**Stored rows:**
-- START --

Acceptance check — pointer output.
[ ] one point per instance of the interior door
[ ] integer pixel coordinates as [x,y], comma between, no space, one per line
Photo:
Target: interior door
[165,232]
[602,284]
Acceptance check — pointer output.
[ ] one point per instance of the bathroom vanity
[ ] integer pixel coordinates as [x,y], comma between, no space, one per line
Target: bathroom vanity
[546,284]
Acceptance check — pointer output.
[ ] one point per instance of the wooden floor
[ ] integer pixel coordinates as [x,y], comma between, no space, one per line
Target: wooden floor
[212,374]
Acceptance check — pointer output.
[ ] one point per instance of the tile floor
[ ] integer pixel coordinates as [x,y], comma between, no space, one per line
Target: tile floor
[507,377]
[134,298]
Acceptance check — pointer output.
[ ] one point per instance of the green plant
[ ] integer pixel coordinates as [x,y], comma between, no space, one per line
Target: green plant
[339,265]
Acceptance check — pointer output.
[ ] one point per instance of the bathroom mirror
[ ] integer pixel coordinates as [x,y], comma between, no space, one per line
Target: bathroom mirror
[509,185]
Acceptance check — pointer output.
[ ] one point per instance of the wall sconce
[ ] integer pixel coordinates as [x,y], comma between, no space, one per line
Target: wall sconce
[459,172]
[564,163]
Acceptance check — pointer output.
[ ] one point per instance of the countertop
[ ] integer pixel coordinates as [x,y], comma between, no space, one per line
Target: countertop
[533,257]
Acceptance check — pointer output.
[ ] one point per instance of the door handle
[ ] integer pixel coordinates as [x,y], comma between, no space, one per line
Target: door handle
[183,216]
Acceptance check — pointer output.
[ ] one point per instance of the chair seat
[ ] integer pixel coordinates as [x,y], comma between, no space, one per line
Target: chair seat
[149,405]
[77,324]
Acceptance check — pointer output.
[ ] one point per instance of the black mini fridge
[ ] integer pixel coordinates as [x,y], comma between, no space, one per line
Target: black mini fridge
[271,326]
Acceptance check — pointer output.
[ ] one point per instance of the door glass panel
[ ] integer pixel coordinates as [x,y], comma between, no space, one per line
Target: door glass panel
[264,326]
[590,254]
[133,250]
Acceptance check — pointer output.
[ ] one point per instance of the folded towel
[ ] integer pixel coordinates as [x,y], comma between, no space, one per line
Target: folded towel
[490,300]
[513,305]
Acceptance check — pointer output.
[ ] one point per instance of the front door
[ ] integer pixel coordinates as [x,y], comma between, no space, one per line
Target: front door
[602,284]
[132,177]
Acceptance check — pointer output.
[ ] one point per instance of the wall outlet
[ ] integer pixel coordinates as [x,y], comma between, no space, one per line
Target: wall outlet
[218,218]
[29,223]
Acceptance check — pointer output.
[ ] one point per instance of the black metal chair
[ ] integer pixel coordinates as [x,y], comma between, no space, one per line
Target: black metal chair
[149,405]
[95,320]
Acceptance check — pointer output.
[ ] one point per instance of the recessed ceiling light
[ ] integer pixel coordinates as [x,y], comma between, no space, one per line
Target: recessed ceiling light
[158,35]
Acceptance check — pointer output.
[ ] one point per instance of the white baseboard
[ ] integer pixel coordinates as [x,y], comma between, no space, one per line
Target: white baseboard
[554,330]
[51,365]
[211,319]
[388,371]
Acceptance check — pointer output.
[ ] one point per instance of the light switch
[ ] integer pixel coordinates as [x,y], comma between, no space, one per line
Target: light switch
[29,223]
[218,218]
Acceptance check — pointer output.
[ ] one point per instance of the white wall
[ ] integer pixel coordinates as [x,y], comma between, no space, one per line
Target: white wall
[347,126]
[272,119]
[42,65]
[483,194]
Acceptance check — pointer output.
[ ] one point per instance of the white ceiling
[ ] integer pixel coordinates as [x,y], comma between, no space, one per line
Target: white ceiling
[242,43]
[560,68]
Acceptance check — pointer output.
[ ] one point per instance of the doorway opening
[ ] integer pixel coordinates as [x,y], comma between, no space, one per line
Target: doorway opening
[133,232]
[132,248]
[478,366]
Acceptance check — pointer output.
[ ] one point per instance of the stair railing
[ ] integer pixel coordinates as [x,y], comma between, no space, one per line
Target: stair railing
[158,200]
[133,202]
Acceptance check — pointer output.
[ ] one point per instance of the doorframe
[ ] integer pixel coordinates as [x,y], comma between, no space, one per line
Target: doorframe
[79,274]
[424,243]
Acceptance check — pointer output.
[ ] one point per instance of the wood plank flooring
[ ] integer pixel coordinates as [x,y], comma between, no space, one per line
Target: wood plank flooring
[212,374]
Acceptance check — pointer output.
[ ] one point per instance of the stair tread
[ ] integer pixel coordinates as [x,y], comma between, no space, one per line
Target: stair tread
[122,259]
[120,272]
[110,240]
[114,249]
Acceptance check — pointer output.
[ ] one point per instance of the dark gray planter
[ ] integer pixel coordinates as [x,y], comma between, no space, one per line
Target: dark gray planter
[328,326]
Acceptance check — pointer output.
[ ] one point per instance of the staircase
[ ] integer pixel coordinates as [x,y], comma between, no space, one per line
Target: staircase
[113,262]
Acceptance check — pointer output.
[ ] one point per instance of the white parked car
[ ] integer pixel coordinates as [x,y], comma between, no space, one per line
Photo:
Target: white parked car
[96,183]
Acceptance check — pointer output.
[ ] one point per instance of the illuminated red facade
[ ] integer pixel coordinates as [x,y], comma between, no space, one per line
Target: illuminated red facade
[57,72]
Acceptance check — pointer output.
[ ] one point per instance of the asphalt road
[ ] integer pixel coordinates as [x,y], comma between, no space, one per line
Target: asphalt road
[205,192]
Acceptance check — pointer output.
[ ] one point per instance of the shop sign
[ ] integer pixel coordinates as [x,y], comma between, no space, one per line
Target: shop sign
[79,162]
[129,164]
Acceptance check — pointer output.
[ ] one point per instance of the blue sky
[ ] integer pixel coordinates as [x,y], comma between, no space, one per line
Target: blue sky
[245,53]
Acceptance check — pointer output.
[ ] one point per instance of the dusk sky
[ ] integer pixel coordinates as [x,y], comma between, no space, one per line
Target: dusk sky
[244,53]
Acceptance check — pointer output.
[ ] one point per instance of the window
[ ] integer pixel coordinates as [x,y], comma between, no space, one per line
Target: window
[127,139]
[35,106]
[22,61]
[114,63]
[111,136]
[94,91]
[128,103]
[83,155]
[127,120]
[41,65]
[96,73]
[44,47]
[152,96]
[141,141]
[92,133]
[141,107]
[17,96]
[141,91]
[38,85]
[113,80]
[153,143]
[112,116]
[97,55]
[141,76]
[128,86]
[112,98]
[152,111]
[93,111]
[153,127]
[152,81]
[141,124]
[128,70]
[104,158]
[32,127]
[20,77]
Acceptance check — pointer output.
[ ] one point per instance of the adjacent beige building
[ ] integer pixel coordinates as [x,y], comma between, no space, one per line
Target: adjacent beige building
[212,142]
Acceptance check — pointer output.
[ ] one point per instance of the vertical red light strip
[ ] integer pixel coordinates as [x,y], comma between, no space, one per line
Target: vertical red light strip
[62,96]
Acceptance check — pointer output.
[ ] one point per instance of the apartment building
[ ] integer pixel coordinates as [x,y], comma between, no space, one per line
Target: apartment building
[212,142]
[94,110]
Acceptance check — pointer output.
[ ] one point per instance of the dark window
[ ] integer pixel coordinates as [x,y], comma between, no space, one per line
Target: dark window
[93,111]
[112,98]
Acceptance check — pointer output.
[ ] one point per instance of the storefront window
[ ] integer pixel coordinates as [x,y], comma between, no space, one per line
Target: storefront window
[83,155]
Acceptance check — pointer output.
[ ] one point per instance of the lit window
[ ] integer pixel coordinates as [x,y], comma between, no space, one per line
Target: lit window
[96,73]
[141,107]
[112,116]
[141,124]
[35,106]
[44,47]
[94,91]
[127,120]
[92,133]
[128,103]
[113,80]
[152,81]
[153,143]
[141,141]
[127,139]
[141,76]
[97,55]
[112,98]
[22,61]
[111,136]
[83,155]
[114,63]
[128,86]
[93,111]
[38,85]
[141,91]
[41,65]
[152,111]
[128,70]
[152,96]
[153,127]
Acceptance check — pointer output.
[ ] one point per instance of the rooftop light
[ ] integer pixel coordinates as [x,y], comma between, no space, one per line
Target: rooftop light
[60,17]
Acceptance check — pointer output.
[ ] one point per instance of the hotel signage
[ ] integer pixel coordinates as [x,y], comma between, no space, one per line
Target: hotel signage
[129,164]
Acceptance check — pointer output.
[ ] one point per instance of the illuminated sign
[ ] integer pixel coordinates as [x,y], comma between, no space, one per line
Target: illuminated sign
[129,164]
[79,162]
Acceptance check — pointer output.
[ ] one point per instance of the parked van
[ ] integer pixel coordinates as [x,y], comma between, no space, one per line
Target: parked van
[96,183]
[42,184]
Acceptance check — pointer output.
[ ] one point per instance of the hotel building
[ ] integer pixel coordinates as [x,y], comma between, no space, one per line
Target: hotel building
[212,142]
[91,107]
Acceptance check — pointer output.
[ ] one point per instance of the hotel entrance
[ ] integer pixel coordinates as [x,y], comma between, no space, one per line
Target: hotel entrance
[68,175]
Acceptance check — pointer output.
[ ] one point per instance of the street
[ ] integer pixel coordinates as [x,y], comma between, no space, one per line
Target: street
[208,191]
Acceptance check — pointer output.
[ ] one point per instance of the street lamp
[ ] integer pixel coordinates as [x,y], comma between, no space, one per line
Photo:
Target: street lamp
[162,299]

-- END --

Pull out every line of the items above that contains the string "shop", and copy each one in full.

**Exercise output:**
[ ] one point per instance of the shop sign
Target: shop sign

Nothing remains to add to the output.